- Work to be completed: Count the lines in the records that contain the string "rocky", treating uppercase and lowercase as different, and give only the number.

Stored data:
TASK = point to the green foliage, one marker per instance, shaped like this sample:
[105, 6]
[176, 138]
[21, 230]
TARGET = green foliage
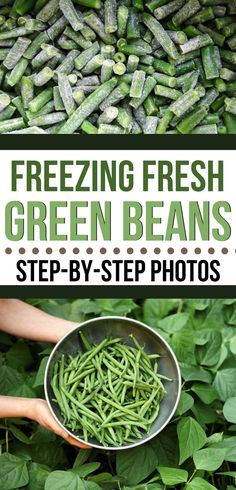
[196, 451]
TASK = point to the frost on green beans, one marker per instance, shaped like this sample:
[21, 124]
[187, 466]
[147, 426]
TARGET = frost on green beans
[165, 60]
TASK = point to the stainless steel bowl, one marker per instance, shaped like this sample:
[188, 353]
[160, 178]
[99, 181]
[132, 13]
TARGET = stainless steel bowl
[113, 326]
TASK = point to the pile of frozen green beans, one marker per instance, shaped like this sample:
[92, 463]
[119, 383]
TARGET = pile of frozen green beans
[110, 392]
[118, 66]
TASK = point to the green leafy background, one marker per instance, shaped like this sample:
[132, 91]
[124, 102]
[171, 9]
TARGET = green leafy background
[196, 451]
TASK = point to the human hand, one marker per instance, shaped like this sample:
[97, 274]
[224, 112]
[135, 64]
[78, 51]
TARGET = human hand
[40, 413]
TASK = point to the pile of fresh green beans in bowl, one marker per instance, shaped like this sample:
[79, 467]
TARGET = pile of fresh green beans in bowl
[118, 66]
[112, 382]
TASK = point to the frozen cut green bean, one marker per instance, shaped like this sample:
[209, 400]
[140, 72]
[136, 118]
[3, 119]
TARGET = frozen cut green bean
[167, 9]
[192, 120]
[185, 12]
[161, 35]
[88, 106]
[167, 58]
[118, 94]
[110, 16]
[137, 84]
[66, 94]
[148, 87]
[16, 52]
[70, 13]
[48, 119]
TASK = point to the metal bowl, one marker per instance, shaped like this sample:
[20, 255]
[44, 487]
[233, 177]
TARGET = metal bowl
[113, 326]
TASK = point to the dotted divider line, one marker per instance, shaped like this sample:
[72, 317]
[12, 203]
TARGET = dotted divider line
[117, 251]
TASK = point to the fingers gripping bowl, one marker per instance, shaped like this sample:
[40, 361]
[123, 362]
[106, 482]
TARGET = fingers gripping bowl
[151, 391]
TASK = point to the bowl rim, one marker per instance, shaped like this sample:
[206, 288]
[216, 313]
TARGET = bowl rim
[139, 442]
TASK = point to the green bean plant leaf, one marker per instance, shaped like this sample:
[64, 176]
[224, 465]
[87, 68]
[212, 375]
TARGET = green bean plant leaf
[64, 480]
[199, 484]
[172, 476]
[136, 464]
[229, 410]
[209, 459]
[13, 472]
[197, 448]
[191, 437]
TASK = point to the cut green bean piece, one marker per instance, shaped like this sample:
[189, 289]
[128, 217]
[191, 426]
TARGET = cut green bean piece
[185, 12]
[205, 129]
[48, 119]
[4, 101]
[49, 9]
[88, 128]
[16, 52]
[86, 56]
[88, 106]
[118, 94]
[110, 16]
[41, 99]
[66, 94]
[185, 102]
[192, 120]
[149, 85]
[70, 13]
[196, 43]
[209, 61]
[167, 9]
[7, 113]
[167, 92]
[11, 124]
[137, 84]
[122, 19]
[161, 35]
[17, 72]
[97, 25]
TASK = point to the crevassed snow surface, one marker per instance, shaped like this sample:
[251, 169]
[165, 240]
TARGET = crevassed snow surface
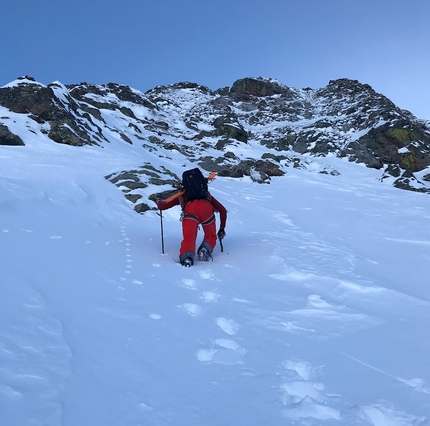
[316, 313]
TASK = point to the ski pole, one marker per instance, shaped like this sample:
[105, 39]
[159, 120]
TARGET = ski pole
[162, 232]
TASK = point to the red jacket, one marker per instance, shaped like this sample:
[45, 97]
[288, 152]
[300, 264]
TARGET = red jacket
[182, 201]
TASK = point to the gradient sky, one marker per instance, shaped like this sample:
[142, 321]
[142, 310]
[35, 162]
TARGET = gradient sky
[145, 43]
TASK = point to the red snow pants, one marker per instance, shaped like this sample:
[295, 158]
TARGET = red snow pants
[197, 212]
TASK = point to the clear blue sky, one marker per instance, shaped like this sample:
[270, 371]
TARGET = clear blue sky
[145, 43]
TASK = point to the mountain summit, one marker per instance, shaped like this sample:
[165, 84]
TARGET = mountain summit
[258, 127]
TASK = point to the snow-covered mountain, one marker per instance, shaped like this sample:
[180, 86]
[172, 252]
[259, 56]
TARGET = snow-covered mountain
[315, 313]
[258, 128]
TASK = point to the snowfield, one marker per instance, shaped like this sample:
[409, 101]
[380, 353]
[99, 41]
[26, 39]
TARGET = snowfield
[316, 313]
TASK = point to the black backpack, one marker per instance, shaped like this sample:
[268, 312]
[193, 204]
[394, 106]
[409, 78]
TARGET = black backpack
[195, 184]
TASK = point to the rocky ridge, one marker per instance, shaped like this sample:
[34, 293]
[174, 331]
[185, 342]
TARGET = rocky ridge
[258, 127]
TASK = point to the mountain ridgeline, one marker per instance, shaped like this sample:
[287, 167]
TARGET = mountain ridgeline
[258, 127]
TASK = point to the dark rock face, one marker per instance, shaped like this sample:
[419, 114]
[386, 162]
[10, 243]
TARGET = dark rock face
[222, 130]
[8, 138]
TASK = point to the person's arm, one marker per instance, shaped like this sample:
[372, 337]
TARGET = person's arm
[167, 204]
[221, 210]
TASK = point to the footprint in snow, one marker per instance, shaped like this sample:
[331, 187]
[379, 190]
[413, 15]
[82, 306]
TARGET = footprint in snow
[302, 394]
[224, 351]
[188, 283]
[210, 296]
[229, 326]
[192, 309]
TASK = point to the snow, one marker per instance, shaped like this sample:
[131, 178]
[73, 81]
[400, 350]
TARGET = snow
[316, 313]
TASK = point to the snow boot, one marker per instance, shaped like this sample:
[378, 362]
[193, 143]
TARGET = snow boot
[187, 262]
[204, 252]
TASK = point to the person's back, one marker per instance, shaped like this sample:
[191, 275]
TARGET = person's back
[198, 207]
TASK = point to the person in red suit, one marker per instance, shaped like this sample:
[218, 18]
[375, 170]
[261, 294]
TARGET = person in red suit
[195, 213]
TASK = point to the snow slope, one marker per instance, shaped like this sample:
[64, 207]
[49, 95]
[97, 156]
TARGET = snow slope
[316, 313]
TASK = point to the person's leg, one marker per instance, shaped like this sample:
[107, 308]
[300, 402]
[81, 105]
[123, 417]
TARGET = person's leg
[210, 234]
[188, 245]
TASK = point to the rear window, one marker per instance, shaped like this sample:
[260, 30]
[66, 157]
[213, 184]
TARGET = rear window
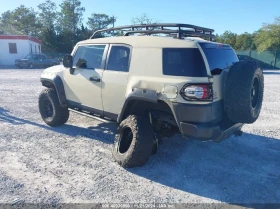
[219, 56]
[183, 62]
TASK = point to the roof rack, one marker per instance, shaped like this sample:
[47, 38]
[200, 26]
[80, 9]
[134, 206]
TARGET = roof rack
[181, 30]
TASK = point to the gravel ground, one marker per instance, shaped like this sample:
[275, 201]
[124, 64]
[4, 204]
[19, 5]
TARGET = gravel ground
[73, 163]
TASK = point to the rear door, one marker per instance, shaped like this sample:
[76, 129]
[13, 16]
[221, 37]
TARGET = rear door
[115, 79]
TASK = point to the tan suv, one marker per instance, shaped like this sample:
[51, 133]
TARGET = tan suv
[154, 86]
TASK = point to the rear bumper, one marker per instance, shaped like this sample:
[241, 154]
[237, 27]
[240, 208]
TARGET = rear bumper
[215, 133]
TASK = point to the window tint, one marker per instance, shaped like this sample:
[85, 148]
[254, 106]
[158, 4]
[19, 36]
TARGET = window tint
[119, 59]
[183, 62]
[13, 48]
[89, 56]
[29, 56]
[219, 56]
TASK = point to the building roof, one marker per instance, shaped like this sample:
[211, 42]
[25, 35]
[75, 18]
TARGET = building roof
[20, 37]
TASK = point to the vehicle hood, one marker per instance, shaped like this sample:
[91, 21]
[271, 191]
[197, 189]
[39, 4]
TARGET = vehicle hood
[21, 59]
[54, 69]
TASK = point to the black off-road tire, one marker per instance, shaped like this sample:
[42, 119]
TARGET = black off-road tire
[134, 142]
[243, 95]
[51, 111]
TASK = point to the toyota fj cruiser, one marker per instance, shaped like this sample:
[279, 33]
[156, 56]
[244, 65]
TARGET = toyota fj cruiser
[154, 86]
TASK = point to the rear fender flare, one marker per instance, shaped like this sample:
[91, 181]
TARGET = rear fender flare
[137, 94]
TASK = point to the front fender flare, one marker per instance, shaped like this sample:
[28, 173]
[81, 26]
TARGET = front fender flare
[56, 81]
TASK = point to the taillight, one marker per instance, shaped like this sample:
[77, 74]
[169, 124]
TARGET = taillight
[197, 92]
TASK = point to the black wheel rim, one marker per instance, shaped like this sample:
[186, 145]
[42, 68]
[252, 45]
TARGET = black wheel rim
[47, 108]
[125, 140]
[255, 91]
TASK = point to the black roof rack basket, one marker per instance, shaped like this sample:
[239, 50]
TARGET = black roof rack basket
[181, 30]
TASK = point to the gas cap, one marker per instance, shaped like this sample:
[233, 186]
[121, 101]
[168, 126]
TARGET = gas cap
[170, 91]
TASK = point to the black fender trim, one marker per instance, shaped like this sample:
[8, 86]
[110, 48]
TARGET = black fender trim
[140, 95]
[59, 87]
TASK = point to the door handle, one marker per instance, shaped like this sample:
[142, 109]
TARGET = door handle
[94, 79]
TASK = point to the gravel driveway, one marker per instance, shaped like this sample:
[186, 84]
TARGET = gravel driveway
[73, 163]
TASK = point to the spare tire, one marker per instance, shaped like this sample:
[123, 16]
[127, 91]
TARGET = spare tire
[243, 93]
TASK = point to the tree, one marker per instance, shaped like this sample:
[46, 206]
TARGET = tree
[47, 14]
[100, 21]
[21, 21]
[69, 21]
[268, 37]
[70, 16]
[47, 17]
[245, 41]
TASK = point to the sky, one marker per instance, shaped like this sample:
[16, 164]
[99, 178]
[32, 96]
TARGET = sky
[238, 16]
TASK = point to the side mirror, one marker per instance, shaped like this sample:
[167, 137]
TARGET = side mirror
[68, 61]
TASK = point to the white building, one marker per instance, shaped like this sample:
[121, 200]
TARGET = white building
[14, 47]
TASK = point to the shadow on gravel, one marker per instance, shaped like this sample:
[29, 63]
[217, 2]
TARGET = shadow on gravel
[103, 132]
[237, 170]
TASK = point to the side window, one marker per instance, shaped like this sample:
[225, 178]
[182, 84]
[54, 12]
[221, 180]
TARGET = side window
[42, 57]
[183, 62]
[119, 59]
[89, 56]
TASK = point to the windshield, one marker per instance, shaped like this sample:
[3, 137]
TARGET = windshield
[219, 56]
[28, 56]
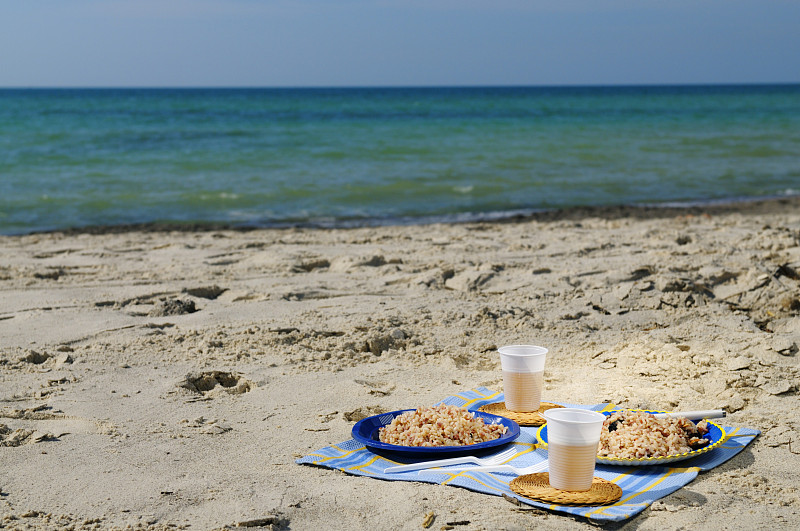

- Response to the exercise: 2